_Goal_
Copy the stretch of records from the line containing "Pick-planner input: for every instance of the jar label" through the line containing "point(491, 621)", reproducing each line precisely and including both end lines.

_Materials provided_
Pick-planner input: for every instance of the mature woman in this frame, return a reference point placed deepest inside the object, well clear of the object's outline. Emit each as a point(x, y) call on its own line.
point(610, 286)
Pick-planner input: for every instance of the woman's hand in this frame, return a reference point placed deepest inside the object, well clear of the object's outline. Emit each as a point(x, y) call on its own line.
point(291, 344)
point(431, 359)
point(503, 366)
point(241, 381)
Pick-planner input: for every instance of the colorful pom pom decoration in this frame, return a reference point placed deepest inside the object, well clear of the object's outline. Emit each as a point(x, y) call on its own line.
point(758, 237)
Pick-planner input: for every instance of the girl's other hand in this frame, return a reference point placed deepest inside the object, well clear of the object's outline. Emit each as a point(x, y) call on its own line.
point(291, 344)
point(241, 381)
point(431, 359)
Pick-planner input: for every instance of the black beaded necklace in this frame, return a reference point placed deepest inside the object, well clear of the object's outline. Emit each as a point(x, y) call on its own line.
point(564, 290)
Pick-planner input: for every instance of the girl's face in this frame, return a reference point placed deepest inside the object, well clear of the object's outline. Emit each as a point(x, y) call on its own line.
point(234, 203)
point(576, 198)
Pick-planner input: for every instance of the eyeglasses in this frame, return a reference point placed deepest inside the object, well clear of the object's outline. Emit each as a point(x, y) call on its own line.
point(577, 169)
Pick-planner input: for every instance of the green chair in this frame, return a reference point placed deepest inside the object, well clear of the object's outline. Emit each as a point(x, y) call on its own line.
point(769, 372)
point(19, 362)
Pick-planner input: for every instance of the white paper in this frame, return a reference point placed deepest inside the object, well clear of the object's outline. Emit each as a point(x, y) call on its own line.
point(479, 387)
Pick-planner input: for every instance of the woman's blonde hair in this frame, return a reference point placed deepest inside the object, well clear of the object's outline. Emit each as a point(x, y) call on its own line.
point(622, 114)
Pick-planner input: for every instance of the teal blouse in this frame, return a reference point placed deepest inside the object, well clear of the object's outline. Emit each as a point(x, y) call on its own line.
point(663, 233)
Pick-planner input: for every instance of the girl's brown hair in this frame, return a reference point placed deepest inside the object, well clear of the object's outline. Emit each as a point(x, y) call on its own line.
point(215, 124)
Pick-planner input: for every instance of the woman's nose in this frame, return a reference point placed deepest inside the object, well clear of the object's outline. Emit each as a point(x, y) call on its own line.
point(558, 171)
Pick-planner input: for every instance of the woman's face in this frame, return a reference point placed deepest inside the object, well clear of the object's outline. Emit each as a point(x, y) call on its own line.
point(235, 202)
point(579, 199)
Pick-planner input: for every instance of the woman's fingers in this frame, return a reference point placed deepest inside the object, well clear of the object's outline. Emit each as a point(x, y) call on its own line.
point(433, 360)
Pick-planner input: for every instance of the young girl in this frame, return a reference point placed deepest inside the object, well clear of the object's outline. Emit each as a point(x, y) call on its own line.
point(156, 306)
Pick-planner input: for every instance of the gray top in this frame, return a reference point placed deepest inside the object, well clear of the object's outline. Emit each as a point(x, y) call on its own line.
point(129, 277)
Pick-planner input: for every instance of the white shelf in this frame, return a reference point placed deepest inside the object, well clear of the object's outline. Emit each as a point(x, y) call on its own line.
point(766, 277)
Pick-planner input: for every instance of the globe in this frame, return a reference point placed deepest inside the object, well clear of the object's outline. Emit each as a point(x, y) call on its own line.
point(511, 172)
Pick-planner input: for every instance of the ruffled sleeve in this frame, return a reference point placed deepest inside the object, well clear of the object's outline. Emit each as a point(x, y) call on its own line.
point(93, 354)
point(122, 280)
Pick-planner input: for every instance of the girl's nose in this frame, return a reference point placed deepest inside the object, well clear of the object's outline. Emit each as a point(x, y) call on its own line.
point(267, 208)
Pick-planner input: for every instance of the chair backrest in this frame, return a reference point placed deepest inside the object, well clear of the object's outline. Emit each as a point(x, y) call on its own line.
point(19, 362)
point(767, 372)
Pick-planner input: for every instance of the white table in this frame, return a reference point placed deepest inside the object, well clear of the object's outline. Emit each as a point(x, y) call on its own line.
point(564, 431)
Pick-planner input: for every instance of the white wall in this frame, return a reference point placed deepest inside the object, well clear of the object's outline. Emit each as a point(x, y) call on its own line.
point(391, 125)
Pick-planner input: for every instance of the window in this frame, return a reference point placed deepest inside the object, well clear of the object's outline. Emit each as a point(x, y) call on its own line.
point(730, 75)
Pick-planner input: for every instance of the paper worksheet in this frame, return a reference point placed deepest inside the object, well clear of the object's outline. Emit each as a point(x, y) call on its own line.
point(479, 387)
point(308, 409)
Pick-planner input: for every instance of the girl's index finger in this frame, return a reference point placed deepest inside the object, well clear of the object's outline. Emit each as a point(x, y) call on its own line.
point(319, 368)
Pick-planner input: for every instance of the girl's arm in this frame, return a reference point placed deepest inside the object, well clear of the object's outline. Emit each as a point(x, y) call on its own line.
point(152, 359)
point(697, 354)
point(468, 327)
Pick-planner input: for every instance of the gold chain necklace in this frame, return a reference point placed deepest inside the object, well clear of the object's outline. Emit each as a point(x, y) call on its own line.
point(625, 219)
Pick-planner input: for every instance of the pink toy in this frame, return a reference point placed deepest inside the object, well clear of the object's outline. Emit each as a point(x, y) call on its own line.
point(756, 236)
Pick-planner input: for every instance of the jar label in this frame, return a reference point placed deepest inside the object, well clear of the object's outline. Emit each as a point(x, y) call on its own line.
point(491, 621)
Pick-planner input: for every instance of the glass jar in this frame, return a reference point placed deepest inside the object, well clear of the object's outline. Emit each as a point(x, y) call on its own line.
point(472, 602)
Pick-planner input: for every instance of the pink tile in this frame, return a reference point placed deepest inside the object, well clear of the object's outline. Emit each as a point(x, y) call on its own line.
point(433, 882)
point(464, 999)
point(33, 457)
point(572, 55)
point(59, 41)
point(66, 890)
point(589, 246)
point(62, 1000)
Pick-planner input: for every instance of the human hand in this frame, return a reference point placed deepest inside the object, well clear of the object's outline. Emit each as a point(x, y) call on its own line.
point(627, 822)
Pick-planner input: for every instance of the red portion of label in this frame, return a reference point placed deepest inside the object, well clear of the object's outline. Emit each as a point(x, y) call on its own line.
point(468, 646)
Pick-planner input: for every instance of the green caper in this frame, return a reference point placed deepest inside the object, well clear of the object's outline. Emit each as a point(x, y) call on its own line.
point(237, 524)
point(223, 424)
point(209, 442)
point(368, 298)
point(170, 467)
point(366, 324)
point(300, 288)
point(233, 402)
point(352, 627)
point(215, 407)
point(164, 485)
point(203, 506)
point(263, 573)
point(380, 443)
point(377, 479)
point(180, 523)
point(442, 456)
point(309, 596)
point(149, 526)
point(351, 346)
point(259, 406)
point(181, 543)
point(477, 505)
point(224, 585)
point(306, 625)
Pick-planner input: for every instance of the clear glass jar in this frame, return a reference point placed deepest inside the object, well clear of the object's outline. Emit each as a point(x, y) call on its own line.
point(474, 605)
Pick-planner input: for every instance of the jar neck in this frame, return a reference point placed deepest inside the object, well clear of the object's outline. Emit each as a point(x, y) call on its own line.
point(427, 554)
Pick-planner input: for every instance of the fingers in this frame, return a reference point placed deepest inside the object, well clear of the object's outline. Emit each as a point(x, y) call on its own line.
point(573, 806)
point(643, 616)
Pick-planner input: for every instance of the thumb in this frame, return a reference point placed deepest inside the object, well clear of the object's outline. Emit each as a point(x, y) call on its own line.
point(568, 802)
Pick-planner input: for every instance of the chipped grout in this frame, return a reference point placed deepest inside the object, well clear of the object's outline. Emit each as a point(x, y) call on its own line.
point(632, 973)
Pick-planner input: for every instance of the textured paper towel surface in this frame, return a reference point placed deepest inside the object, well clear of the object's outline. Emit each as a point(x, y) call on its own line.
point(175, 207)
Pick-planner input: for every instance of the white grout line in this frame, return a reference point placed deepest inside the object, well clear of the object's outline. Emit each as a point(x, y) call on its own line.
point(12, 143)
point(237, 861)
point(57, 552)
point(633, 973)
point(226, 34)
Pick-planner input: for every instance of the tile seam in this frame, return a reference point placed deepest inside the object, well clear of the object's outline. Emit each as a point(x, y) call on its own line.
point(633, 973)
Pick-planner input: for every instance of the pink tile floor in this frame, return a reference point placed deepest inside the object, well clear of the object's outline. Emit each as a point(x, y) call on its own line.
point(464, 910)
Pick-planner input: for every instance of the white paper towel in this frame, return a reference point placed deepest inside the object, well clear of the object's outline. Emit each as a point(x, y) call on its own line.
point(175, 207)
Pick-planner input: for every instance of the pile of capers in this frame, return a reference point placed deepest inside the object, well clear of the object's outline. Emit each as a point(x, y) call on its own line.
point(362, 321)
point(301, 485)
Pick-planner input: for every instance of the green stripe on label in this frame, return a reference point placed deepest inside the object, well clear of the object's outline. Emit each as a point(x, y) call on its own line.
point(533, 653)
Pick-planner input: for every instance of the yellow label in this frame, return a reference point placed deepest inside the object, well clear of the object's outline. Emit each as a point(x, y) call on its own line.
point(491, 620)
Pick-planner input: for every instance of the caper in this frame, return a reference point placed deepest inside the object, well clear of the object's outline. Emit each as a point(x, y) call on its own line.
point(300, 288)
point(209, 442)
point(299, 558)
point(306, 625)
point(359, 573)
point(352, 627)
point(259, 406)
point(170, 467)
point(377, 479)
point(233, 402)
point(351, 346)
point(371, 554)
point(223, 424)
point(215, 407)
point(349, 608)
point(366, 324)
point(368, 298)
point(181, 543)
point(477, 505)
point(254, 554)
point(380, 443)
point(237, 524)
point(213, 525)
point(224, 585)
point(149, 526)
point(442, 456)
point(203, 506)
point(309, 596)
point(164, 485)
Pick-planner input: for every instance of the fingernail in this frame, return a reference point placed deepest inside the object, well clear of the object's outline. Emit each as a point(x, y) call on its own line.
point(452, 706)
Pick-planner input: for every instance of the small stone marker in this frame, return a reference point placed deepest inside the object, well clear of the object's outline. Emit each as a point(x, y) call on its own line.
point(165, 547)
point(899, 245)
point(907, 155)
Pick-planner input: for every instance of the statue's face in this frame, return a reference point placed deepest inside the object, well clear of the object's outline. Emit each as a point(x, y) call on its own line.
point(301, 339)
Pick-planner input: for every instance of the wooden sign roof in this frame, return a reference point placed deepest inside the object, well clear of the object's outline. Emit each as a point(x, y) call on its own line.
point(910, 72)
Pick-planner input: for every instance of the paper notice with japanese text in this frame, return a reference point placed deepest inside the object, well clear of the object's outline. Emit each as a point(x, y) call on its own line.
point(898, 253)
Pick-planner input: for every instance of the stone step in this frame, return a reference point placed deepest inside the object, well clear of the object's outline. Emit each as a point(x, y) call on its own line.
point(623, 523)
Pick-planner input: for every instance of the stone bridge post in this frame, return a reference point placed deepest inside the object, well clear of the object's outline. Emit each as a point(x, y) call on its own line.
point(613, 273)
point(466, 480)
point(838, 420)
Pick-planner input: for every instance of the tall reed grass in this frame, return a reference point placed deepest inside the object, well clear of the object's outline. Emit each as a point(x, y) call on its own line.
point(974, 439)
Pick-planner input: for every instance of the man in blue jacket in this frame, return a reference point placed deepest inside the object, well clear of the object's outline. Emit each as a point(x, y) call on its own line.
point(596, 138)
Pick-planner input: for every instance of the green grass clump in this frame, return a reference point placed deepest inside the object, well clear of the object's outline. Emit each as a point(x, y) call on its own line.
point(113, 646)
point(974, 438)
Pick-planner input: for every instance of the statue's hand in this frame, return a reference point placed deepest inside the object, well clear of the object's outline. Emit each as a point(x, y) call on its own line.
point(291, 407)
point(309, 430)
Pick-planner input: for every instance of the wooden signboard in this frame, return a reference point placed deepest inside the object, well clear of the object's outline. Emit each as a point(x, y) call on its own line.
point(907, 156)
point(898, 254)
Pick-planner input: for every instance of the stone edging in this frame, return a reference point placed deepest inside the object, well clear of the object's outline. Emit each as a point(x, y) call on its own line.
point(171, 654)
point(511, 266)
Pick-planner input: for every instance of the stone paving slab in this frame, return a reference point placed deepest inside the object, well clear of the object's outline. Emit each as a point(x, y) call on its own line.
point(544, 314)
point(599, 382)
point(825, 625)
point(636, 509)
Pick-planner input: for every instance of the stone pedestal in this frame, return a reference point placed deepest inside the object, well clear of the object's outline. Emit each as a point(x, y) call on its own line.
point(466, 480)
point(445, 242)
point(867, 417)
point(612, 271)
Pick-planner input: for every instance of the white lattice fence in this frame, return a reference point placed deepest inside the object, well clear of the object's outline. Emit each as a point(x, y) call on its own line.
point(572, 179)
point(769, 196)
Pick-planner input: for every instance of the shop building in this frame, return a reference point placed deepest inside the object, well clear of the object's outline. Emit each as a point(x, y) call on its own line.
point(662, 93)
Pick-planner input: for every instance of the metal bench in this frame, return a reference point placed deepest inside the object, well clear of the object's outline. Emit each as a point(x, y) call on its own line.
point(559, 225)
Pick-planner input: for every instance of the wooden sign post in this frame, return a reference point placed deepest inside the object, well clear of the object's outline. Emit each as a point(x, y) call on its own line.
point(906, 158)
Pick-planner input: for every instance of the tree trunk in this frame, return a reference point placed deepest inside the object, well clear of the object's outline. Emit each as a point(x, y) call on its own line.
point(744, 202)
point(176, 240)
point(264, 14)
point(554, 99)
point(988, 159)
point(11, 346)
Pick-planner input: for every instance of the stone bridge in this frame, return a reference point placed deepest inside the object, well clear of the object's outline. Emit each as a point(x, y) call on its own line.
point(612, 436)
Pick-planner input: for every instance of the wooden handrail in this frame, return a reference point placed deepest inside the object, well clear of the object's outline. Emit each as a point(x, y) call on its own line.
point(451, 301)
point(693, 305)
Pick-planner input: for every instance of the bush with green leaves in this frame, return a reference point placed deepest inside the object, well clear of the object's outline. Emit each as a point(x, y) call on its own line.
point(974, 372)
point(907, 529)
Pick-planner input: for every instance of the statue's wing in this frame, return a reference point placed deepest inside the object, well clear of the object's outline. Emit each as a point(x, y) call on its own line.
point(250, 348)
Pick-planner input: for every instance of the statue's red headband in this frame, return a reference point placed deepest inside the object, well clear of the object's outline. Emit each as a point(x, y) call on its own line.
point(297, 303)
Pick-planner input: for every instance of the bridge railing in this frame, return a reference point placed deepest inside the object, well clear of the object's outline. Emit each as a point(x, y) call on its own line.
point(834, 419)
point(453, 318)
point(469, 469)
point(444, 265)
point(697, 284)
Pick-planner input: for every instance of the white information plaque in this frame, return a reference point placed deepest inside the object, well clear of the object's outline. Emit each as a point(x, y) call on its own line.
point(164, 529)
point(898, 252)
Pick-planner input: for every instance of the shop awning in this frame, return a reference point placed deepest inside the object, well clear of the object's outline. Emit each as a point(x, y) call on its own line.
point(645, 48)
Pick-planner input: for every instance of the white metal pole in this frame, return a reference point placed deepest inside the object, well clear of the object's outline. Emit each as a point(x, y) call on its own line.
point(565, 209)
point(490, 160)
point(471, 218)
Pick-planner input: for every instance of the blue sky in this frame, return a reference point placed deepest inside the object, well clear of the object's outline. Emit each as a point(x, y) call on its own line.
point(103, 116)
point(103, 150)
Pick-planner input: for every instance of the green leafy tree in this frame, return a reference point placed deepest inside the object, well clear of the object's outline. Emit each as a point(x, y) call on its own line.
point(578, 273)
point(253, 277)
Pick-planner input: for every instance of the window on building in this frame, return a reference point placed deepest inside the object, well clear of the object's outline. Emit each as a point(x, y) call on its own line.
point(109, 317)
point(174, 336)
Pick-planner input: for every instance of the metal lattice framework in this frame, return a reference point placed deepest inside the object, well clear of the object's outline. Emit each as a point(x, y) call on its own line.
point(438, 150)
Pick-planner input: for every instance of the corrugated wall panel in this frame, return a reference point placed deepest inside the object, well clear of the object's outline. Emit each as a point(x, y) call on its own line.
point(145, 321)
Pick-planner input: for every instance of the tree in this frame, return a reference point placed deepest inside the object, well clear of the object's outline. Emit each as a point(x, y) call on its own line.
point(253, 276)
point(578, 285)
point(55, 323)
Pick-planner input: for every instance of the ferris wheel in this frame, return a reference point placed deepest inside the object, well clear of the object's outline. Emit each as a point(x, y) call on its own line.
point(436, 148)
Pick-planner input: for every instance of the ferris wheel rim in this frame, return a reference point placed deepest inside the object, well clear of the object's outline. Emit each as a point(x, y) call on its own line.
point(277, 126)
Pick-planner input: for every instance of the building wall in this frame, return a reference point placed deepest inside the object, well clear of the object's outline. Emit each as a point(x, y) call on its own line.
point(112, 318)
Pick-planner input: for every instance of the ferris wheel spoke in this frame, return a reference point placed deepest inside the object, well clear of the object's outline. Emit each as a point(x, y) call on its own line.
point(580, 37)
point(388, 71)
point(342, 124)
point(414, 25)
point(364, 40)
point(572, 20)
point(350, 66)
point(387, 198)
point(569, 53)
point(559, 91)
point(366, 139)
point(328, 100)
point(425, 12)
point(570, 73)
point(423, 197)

_Task answer_
Pick-planner input: for every instance of the jar label in this frame, return a reference point placed deepest inside the object, well clear of the object's outline. Emit each as a point(x, y) call on its own line.
point(491, 621)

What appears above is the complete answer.